_What to produce_. Copy out every line of the material below exactly as it appears, but omit the pictures from your answer.

'''

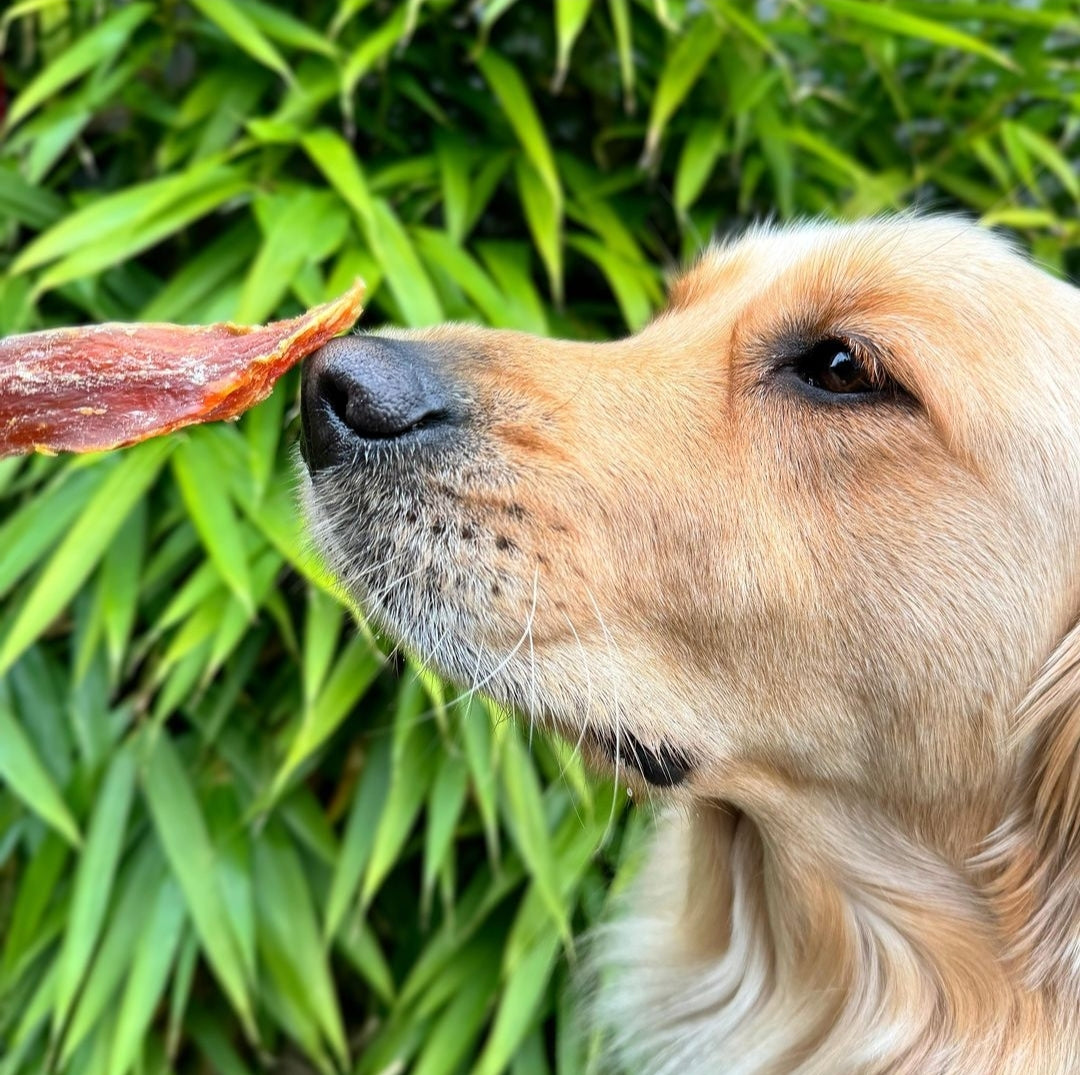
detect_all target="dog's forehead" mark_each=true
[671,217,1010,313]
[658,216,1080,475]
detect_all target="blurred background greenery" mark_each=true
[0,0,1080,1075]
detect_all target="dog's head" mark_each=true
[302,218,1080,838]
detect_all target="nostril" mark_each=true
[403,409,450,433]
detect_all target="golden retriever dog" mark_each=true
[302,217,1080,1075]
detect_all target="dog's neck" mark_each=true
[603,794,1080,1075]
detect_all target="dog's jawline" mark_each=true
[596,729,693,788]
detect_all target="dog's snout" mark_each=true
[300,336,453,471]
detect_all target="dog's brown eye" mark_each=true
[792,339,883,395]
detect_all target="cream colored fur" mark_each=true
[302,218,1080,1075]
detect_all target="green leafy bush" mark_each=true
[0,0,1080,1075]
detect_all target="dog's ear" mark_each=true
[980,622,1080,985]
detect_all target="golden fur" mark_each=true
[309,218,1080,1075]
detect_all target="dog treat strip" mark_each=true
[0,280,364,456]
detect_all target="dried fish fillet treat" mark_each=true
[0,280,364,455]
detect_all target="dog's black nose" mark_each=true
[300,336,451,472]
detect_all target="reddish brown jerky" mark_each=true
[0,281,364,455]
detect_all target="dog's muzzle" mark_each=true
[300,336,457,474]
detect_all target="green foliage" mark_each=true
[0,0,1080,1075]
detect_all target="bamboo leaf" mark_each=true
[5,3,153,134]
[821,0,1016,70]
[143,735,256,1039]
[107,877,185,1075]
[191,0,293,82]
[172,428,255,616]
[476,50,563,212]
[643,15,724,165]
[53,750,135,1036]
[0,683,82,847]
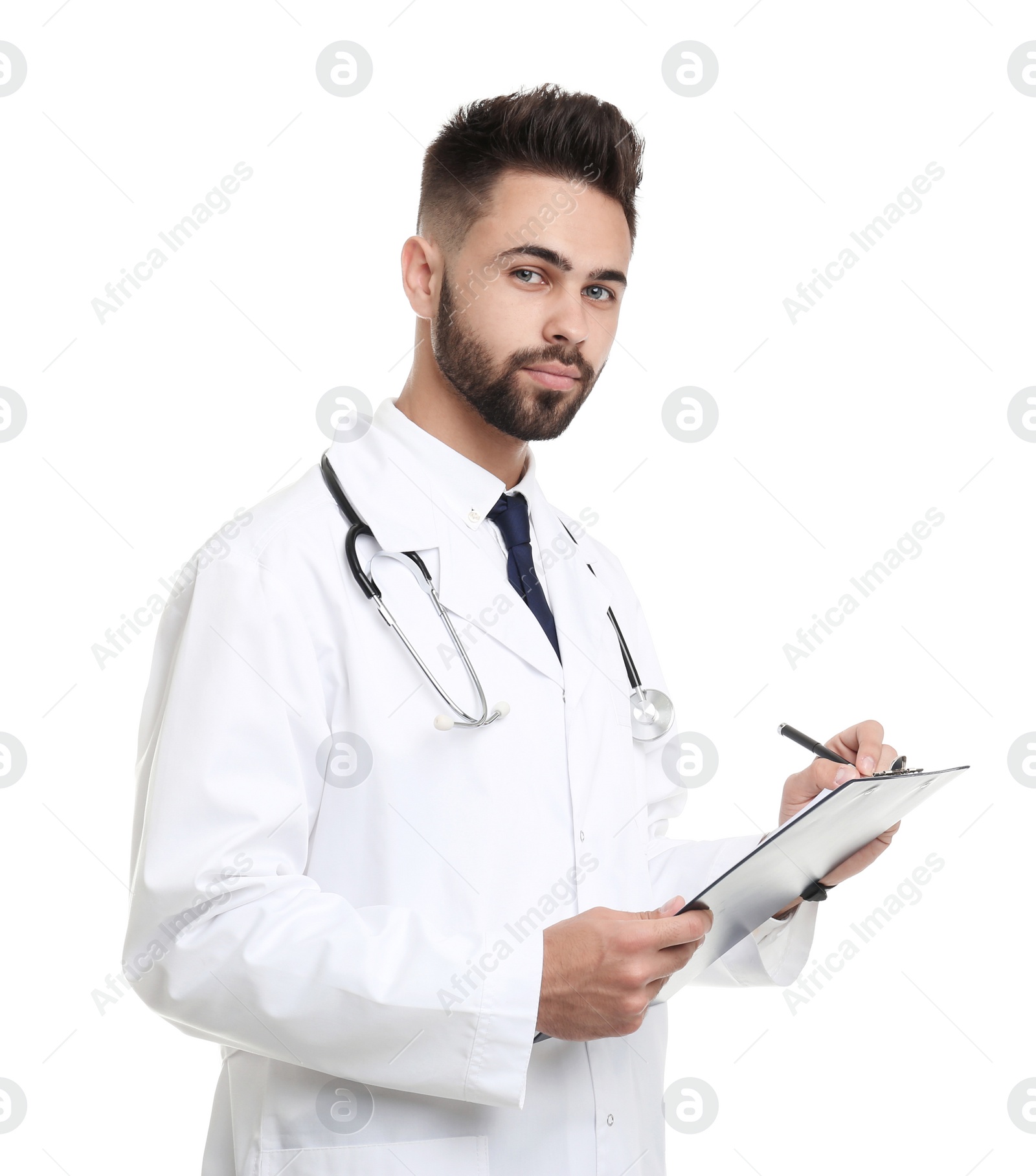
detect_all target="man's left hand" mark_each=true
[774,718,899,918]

'''

_Task response_.
detect_all target="dog's forehead" mark_each=true
[671,217,1010,313]
[658,216,1080,475]
detect_all target="blurred background greenery" mark_each=true
[0,0,1080,1075]
detect_all target="dog's head" mark_each=true
[302,218,1080,838]
detect_all target="nostril" mark_each=true
[403,409,450,433]
detect_all target="golden retriever dog" mark_each=true
[302,217,1080,1075]
detect_all target="dog's neck" mark_each=true
[603,794,1080,1075]
detect_all target="dog's jawline" mark_each=true
[596,729,693,788]
detect_all target="dog's snout" mark_each=true
[300,336,453,471]
detect_all target="dog's brown eye" mark_each=true
[792,339,883,395]
detect_all target="cream colored fur" mark_each=true
[302,218,1080,1075]
detect_all target="green leafy bush" mark_each=true
[0,0,1080,1075]
detect_all target="dog's ear" mark_each=true
[980,622,1080,985]
detect_all target="golden fur" mark_each=true
[309,218,1080,1075]
detect_all target="dog treat strip" mark_each=true
[0,280,364,456]
detect_all target="dried fish fillet treat" mark_each=true
[0,280,364,455]
detect_all target="dog's black nose" mark_each=true
[300,336,451,472]
detect_all target="reddish brown jerky" mark_each=true
[0,281,364,455]
detect_all target="dog's muzzle" mark_each=true
[300,336,457,474]
detect_all target="green foliage" mark_each=true
[0,0,1080,1075]
detect_all target="bamboo leaf" mark_each=true
[5,3,153,134]
[821,0,1016,70]
[143,735,256,1039]
[107,877,185,1075]
[191,0,293,82]
[172,428,255,616]
[476,50,563,212]
[643,15,724,165]
[53,750,135,1036]
[0,683,82,847]
detect_all target="man's left hand" mark_each=true
[774,718,899,918]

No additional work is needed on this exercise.